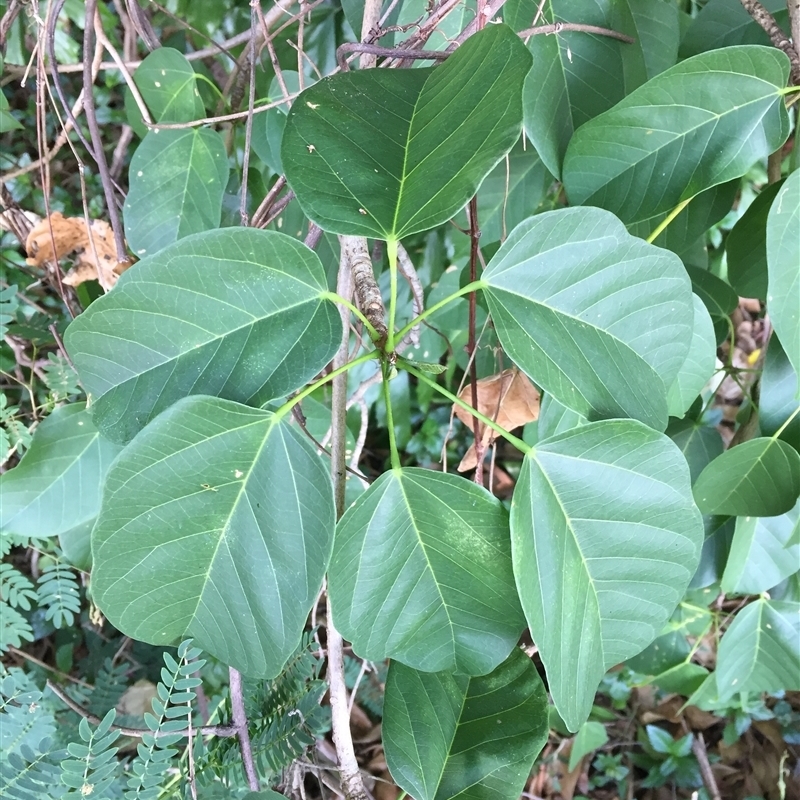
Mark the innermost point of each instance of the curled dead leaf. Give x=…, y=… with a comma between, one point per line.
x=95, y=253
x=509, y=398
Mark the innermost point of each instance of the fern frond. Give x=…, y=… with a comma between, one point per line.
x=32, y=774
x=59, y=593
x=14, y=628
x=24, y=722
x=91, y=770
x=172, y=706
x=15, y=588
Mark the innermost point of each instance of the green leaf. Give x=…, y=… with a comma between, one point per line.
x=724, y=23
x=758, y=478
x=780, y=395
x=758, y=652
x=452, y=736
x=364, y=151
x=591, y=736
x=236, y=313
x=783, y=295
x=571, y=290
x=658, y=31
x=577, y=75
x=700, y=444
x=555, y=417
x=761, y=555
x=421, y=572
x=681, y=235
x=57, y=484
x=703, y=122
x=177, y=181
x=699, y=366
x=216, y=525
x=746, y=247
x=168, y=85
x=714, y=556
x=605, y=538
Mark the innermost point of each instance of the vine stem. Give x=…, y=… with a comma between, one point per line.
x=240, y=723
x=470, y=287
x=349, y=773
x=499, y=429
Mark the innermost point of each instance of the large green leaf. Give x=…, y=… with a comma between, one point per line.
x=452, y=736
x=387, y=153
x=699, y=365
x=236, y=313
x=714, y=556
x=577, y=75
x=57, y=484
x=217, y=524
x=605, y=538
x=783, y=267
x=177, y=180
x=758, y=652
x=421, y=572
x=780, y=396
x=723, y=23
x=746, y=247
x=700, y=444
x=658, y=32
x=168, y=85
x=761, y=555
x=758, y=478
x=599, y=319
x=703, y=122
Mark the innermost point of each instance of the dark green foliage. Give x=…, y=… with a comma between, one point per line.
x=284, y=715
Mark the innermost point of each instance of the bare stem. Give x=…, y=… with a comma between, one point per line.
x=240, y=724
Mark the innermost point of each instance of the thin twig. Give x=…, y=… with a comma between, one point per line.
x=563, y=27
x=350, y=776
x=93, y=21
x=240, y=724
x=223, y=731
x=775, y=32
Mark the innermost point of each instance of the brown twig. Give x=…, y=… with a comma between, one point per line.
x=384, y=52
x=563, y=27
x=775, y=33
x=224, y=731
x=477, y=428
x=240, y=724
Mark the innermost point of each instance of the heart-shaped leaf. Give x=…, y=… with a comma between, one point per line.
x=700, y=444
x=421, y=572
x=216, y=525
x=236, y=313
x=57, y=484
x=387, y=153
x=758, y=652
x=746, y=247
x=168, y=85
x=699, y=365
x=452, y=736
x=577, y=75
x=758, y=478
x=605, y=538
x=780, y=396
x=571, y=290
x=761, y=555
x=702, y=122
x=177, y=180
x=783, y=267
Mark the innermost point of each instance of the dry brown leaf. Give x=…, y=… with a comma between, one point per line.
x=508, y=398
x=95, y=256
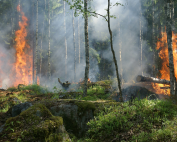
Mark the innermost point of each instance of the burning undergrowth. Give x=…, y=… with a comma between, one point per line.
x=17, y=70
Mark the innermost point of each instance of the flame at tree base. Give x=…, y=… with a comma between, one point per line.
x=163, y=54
........
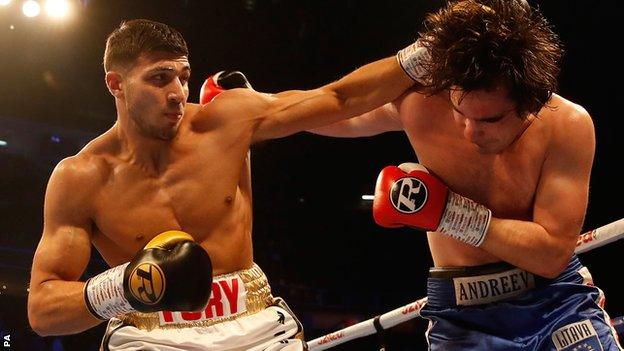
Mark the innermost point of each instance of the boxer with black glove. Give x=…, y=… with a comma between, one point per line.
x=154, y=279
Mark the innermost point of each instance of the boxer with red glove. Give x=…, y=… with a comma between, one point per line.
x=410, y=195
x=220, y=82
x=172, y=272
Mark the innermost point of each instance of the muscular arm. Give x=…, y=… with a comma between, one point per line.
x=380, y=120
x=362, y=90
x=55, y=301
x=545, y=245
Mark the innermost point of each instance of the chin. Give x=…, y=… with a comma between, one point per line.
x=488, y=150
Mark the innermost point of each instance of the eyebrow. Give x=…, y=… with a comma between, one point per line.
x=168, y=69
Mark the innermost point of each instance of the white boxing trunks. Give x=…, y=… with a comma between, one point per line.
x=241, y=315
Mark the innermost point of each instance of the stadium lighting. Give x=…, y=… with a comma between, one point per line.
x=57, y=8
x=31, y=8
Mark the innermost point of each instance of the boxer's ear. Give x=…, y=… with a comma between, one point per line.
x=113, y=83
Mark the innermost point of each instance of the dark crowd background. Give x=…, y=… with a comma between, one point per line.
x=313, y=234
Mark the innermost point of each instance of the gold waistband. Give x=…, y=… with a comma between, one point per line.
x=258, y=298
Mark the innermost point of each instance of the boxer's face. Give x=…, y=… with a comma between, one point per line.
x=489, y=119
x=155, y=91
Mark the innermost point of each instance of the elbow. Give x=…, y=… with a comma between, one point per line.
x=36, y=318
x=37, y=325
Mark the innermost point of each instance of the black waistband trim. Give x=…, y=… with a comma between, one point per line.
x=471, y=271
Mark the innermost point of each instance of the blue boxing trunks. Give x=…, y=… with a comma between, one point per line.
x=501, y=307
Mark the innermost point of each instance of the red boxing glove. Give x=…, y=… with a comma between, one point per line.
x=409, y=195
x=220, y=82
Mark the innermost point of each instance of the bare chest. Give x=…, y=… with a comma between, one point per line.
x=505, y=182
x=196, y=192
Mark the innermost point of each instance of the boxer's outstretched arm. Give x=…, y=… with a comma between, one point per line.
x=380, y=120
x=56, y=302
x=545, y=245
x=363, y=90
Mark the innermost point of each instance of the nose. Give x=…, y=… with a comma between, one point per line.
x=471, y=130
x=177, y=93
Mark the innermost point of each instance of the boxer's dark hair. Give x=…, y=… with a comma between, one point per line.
........
* What you are asked to do
Could you rescale the lines starting with the one containing "Mark the innermost point of each instance of the chin." and going on through the one containing "x=501, y=307", writing out only those lines and keeping each item's wording unchanged? Multiply every x and y coordinate in the answers by 0.2 and round it to a whole number, with halves rounded up.

* Task solution
Mark the innermost point of each instance of the chin. Give x=…, y=… with a comma between, one point per line.
x=98, y=30
Mark the innermost point of each instance of the eyebrow. Give x=…, y=… with a comma between, one point per line.
x=34, y=14
Mark the innermost point of each instance of the white boxing trunks. Give x=…, y=… with a comma between, one point per line.
x=48, y=63
Mark the innermost point of each instance of the stadium lighting. Give x=…, y=… with a comma between, one point per line.
x=11, y=2
x=6, y=2
Mark the innermost point of each instance of the boxer's ear. Give x=…, y=… with a comma between, one point per line.
x=23, y=17
Mark the innermost point of each instance of the dark crowd background. Give x=…, y=… with a comma between, one point per line.
x=63, y=47
Mark the innermost point of each instance of the gold waistband. Give x=…, y=… with a comma between, one point per line.
x=52, y=60
Mark the innermost point of each instance of the boxer's face. Give x=…, y=… with a comma between, one point per line.
x=98, y=24
x=31, y=18
Mark the innermost point of each instance of the elbow. Give x=…, y=… with a comma between, one point per line.
x=7, y=64
x=7, y=65
Mark the innermost point of each instance of the black waistband trim. Give x=…, y=… with a comma between, one point per line.
x=94, y=54
Mark the innermost point of each instance of the blue boxing trunks. Give x=…, y=… with a comma between, one point per line.
x=100, y=61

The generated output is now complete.